* Task statement: The expected output is every line from the one containing "A note for the class: find the seedling" to the end of the data below, exactly, and no other line.

* Data to examine:
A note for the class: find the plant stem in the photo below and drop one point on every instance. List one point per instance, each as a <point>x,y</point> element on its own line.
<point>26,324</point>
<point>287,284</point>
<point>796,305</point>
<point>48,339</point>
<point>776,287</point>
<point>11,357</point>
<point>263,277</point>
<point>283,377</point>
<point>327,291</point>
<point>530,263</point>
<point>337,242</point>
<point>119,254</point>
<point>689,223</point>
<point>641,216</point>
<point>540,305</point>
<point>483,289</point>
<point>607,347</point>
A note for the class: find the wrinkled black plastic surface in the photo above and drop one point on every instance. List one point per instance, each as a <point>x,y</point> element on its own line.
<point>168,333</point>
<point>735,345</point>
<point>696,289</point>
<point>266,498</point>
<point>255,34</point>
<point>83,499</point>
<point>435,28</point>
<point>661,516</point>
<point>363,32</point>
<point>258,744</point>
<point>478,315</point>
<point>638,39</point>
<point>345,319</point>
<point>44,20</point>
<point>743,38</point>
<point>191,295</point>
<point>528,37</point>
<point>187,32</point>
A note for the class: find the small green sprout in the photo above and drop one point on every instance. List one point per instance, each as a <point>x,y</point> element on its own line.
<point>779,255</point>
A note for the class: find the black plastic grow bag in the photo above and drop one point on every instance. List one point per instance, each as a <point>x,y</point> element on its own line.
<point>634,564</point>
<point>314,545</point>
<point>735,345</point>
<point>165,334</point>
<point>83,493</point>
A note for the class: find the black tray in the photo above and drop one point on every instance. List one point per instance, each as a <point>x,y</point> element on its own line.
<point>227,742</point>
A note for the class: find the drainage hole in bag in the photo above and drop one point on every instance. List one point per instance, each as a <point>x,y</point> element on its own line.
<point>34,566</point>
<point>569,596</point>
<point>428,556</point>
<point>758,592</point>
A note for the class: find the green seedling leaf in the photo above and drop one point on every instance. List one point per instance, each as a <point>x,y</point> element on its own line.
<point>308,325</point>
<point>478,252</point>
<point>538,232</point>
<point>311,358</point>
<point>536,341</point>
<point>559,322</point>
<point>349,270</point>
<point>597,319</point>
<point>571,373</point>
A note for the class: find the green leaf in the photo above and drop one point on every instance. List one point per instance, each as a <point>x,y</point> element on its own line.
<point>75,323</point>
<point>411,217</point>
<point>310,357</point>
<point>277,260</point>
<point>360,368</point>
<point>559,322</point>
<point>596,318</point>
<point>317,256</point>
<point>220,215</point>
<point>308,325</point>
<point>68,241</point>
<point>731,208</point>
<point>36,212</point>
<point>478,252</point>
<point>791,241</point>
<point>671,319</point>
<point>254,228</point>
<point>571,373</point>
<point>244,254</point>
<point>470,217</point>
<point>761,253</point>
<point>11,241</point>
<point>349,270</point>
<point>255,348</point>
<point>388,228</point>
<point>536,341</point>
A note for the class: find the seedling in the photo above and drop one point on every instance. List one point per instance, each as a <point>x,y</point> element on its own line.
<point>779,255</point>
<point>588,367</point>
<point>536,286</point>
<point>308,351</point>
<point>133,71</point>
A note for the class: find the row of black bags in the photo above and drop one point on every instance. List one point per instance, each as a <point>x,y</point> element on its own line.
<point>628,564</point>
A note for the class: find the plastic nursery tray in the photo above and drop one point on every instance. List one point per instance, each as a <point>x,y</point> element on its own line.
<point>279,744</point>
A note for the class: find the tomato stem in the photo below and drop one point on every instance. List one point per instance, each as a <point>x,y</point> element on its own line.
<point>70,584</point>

* Solution:
A note for the class: find the seedling in the photo above and drop one point on every instance. List one point per instance, each as a <point>x,y</point> element on its own line.
<point>779,255</point>
<point>588,367</point>
<point>536,286</point>
<point>308,351</point>
<point>133,71</point>
A note for the class: find the row of black bags in the photo above and drop one point on every instance. List one point per instance, each as a <point>x,y</point> element on its own line.
<point>628,564</point>
A note for the class: find the plastic nursery tray in the photo above and drop one point on every instance. List one point per instance, each as a <point>x,y</point> element on its own line.
<point>279,744</point>
A note for the class: find the tomato stem in the photo below and drop one point on every instance. List one point per instance, each as a <point>x,y</point> element on its own line.
<point>70,584</point>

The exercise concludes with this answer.